■ What the task requires
Which lines below contain the word "shoulder"? Pick out each of them and copy it in full.
-- begin Given information --
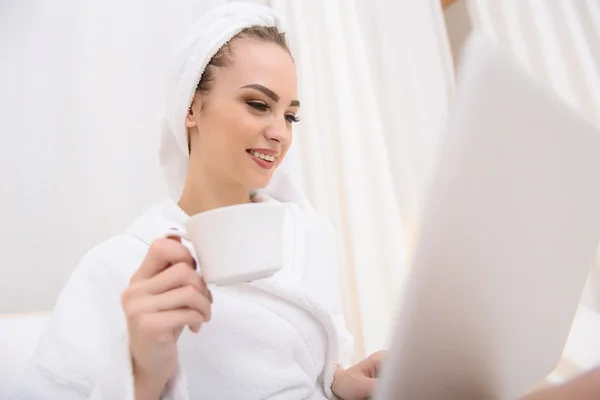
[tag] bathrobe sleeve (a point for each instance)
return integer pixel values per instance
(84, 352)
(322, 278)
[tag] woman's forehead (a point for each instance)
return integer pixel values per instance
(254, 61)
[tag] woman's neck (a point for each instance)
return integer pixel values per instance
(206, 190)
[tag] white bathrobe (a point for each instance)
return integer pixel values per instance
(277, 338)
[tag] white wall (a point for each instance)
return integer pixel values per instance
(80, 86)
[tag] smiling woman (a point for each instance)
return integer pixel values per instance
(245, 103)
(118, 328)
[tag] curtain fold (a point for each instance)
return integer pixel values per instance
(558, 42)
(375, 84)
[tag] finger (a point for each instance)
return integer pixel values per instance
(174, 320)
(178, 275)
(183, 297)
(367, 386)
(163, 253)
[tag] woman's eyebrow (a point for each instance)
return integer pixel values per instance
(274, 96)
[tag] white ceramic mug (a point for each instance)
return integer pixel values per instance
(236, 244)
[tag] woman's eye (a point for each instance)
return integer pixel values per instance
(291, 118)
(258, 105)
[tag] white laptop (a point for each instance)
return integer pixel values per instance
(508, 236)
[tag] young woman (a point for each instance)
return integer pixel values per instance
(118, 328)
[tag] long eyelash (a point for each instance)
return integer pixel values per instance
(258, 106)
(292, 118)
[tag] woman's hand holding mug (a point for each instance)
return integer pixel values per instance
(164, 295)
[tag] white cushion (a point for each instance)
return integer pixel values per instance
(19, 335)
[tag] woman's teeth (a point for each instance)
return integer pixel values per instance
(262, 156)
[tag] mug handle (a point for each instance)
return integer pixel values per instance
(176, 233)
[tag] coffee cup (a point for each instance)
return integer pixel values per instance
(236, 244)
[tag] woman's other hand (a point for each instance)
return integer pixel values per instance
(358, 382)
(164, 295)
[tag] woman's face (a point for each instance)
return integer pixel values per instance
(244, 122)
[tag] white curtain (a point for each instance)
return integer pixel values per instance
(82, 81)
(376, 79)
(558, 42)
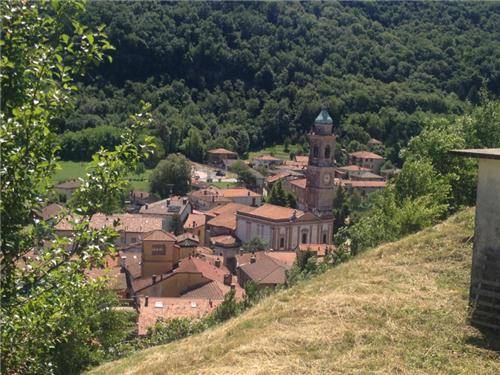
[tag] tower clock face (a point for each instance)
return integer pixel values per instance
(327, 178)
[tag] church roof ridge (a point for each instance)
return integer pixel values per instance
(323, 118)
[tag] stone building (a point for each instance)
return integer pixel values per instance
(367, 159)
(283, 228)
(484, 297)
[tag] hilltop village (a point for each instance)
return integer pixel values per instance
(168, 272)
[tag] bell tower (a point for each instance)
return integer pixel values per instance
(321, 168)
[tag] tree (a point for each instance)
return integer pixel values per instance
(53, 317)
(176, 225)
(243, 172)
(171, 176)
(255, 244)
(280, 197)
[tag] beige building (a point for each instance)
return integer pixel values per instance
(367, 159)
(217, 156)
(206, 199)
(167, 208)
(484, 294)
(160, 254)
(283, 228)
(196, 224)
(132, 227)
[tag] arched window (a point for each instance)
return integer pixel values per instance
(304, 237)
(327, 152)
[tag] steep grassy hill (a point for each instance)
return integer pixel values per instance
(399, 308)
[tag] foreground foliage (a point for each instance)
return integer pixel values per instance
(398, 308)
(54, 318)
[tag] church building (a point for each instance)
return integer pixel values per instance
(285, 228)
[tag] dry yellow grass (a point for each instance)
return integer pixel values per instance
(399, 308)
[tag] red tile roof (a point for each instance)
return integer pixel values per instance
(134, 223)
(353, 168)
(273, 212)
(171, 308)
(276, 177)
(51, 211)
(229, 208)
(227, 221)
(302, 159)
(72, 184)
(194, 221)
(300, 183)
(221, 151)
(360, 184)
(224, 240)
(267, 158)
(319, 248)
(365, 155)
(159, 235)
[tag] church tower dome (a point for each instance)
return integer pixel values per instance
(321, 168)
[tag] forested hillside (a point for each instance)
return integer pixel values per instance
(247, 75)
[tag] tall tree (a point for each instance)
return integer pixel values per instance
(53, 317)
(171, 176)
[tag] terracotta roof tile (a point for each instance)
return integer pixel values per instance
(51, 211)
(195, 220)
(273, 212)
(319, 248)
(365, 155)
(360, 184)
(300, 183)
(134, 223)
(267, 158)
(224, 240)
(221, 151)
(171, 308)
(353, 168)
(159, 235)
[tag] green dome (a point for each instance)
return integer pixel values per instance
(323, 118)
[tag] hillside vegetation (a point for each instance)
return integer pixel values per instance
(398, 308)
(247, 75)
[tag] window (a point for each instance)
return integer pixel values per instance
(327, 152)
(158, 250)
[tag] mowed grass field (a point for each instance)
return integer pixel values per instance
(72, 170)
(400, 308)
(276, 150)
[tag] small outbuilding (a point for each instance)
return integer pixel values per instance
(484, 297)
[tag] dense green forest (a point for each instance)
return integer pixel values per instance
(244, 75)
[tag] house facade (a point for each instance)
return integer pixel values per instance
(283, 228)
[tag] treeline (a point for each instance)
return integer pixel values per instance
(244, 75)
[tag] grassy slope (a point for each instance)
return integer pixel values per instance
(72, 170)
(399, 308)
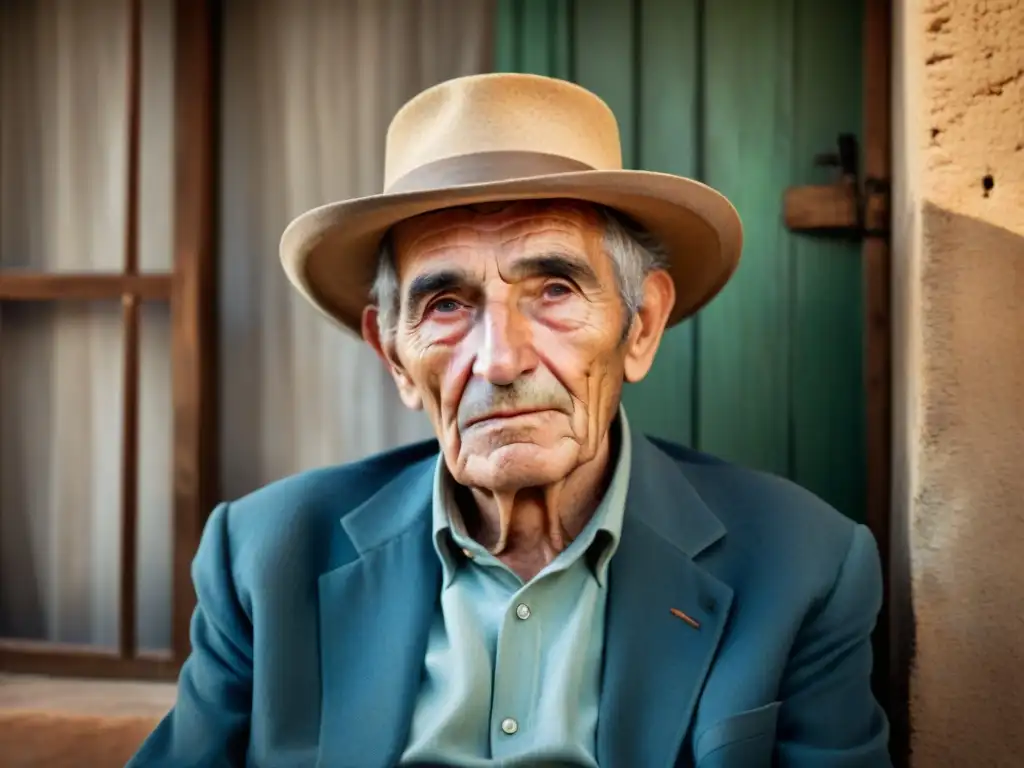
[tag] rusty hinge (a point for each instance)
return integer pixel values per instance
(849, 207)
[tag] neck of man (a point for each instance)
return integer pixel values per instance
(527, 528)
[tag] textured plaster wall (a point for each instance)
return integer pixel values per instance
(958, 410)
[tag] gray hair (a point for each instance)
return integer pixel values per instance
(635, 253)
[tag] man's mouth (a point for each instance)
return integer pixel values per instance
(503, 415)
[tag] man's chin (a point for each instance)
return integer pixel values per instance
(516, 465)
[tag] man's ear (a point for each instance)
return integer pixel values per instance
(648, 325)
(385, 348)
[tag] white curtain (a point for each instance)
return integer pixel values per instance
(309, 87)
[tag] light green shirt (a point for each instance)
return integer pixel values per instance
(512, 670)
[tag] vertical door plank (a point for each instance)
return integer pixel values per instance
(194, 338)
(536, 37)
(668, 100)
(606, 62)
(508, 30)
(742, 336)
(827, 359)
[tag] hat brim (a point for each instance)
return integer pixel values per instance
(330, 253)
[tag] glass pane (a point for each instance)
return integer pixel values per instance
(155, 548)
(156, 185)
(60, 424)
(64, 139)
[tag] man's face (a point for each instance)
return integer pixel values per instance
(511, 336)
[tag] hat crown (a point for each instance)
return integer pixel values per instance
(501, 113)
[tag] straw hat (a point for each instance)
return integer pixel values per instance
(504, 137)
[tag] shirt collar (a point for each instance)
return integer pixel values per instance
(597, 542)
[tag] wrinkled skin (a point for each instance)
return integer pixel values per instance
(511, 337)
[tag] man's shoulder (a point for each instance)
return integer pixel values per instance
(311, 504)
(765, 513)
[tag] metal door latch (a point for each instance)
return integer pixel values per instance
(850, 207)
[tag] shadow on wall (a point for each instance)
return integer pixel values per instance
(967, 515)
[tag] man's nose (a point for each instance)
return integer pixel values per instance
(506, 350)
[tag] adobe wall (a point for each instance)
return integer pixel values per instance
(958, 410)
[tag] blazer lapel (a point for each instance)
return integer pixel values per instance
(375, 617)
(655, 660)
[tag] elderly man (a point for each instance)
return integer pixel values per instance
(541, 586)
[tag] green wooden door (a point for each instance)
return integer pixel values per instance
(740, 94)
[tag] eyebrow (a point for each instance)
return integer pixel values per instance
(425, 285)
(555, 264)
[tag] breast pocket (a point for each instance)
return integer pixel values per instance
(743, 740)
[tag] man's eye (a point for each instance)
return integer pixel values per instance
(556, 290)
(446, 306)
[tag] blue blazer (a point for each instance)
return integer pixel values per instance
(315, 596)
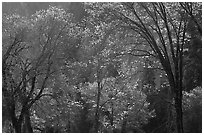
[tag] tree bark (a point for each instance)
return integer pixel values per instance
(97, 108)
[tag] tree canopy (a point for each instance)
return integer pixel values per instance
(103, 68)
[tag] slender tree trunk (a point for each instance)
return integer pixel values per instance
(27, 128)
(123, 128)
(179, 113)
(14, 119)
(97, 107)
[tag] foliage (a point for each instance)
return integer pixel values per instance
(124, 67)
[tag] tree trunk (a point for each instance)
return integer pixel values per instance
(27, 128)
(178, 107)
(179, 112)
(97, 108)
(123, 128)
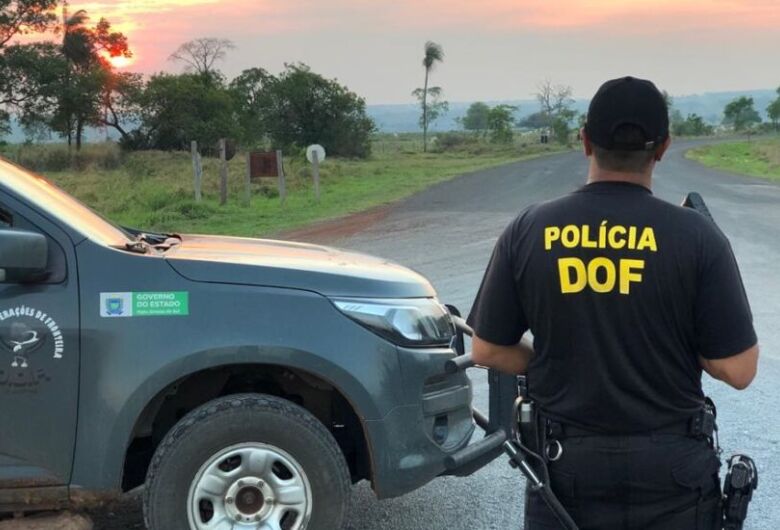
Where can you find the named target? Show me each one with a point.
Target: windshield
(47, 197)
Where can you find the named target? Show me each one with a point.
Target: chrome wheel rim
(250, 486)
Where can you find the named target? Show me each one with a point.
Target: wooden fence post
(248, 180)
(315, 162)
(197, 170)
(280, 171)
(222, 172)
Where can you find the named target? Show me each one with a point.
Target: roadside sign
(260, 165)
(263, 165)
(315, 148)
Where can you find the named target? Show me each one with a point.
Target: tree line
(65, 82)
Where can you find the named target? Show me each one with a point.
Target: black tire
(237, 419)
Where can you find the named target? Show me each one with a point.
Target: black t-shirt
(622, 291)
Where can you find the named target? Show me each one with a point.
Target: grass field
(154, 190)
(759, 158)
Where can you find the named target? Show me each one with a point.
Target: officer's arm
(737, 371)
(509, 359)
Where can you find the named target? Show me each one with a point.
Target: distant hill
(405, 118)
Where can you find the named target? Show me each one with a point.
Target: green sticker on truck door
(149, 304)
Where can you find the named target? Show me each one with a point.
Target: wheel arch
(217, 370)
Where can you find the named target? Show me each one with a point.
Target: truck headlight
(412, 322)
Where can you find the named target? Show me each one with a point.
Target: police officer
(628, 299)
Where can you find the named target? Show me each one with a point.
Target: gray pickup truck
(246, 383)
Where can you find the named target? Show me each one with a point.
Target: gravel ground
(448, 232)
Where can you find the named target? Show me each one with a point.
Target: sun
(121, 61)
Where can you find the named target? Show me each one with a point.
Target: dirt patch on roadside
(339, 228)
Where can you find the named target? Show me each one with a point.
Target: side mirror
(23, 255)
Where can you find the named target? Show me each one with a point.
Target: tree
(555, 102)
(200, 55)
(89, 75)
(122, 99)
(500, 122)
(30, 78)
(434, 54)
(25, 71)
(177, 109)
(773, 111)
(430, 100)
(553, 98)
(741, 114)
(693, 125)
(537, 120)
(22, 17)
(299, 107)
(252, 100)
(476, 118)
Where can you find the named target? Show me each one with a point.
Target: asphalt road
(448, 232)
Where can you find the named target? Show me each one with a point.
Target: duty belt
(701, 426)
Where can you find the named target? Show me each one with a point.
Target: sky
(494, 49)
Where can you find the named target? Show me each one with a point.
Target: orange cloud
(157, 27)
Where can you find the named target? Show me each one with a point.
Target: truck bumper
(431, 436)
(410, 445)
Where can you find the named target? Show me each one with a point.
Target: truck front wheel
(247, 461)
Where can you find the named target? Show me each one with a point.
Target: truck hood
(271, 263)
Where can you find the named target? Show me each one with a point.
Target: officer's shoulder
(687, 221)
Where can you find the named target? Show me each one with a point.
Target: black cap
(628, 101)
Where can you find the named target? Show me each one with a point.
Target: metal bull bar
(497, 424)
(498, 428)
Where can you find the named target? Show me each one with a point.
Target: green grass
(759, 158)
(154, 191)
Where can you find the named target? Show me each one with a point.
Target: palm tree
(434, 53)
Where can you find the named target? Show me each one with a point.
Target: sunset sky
-- end Given information --
■ Task solution
[tag] man's shoulder (a point for each instance)
Target: officer's shoulder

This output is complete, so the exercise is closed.